___ MATERIAL SHOWN
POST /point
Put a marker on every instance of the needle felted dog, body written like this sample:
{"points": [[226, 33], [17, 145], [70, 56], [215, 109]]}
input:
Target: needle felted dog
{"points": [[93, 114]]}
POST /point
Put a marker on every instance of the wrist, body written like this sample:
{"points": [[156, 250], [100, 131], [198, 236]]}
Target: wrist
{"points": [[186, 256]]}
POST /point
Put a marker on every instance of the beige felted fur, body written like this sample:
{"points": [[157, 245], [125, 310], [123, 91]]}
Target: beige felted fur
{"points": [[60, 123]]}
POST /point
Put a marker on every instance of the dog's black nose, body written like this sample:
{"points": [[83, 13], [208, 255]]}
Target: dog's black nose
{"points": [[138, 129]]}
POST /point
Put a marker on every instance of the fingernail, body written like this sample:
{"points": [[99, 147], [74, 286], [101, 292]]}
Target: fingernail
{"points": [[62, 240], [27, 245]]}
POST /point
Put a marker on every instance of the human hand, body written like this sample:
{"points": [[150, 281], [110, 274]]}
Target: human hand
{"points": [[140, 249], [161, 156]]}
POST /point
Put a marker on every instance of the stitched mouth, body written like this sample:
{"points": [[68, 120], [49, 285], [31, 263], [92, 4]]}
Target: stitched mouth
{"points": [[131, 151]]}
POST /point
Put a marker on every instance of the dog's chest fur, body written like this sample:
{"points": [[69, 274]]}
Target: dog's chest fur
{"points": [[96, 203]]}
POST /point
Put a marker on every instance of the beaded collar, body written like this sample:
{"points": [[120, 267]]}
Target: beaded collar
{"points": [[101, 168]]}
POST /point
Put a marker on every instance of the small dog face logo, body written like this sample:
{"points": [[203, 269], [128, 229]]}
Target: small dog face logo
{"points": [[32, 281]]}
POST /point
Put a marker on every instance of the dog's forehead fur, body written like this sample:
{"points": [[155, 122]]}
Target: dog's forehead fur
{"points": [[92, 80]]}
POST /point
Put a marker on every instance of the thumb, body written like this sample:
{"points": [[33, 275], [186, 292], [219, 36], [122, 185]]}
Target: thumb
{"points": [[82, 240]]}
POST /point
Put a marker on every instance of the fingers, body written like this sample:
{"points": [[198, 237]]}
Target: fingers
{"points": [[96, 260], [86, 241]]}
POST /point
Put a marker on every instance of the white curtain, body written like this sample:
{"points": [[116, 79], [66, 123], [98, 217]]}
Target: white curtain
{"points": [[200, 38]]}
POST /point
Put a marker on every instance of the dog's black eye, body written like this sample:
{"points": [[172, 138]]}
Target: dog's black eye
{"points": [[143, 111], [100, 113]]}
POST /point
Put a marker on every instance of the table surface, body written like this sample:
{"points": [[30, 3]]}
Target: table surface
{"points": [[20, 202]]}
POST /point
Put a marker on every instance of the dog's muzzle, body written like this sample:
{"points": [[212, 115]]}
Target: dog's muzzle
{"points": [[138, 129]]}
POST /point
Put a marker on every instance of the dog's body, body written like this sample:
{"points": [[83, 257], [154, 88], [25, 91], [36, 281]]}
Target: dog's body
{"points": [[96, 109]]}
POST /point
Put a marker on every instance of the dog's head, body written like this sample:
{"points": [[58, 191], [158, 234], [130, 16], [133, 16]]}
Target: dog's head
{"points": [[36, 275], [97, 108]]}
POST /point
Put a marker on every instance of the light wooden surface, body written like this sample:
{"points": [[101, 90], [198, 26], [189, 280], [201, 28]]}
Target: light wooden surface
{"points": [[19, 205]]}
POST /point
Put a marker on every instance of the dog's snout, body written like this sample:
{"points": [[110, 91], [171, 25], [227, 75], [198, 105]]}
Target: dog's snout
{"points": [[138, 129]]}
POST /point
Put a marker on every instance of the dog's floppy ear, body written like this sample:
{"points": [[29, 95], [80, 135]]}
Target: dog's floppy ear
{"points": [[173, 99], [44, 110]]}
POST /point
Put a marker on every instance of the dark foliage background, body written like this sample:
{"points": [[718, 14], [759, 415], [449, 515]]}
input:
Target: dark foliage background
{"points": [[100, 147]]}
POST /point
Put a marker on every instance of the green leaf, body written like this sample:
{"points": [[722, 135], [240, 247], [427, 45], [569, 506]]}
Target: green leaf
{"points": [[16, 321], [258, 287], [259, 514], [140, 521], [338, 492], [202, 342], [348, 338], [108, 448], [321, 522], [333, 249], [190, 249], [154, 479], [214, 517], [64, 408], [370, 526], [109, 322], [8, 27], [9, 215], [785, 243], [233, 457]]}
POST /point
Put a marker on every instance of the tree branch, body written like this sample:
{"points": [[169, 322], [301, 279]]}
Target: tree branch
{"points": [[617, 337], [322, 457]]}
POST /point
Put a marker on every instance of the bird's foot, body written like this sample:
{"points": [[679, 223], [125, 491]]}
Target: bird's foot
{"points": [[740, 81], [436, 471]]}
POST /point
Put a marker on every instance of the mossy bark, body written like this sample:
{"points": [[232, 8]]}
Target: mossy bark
______
§ **EXERCISE PROMPT**
In the data above, find each line that uses the string "bark". Copy it.

§ **PROBLEM SOLUTION**
Put a marker on every instance of the mossy bark, body written like this sample:
Target: mossy bark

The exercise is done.